| Exercise requirements |
Write out each of the rows below word for word, with nothing changed.

--- Start Raw data ---

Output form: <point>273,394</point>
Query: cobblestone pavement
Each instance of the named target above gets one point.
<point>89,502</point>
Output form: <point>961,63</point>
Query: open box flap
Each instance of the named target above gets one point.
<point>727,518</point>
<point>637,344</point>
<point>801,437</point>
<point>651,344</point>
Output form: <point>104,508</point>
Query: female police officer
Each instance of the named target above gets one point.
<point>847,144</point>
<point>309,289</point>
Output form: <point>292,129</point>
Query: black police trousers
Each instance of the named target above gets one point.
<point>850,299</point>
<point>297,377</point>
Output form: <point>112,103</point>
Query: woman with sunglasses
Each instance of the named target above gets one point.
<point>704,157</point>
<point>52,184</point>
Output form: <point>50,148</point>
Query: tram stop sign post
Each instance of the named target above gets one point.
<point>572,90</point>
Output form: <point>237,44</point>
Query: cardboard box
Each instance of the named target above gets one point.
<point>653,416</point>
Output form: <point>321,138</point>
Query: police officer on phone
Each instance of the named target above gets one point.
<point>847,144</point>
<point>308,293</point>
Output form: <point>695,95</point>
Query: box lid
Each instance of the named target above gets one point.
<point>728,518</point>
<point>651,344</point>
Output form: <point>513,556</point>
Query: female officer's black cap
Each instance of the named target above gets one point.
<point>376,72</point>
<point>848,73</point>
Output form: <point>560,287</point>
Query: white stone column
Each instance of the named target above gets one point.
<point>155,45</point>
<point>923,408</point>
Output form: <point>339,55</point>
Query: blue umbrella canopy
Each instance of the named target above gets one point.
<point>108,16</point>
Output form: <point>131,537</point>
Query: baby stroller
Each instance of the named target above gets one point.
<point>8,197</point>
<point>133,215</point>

--- End Raw data ---

| Full answer |
Output form: <point>273,394</point>
Query: cobblestone pavement
Each instance of the named target above gets one point.
<point>89,502</point>
Output form: <point>961,63</point>
Query: open box flap
Each instance of the named target above gets one point.
<point>727,518</point>
<point>637,344</point>
<point>801,437</point>
<point>651,344</point>
Output form: <point>104,508</point>
Query: female police officer
Each instance of the named target above gets one point.
<point>847,144</point>
<point>309,289</point>
Output form: <point>292,129</point>
Query: black police trousers
Each instance of the named target above gets one point.
<point>850,299</point>
<point>297,377</point>
Output form: <point>112,103</point>
Query: woman with sunglasses
Each instance of the named target above gets one point.
<point>704,157</point>
<point>52,184</point>
Output form: <point>50,148</point>
Query: tram stop sign post
Each instance of the named target above gets one point.
<point>572,90</point>
Output form: <point>237,44</point>
Query: cardboard box
Each instance of the named target above gets one point.
<point>653,416</point>
Output form: <point>321,138</point>
Query: police officer on phone
Each instance of the named target above gets one point.
<point>847,144</point>
<point>308,293</point>
Output form: <point>695,95</point>
Query: box lid
Each instance of the named target above gets one point.
<point>728,518</point>
<point>651,344</point>
Output form: <point>513,556</point>
Query: female officer's black cap
Each instance of the named target above gets one point.
<point>376,72</point>
<point>848,73</point>
Output form: <point>560,287</point>
Query: white stone column
Each instance of the named target above gets one point.
<point>155,45</point>
<point>923,408</point>
Output form: <point>339,55</point>
Query: blue umbrella canopy
Each instance of the named target above gets one point.
<point>108,16</point>
Output form: <point>131,537</point>
Query: baby stroller
Each instance of the named target above gets one point.
<point>8,197</point>
<point>133,215</point>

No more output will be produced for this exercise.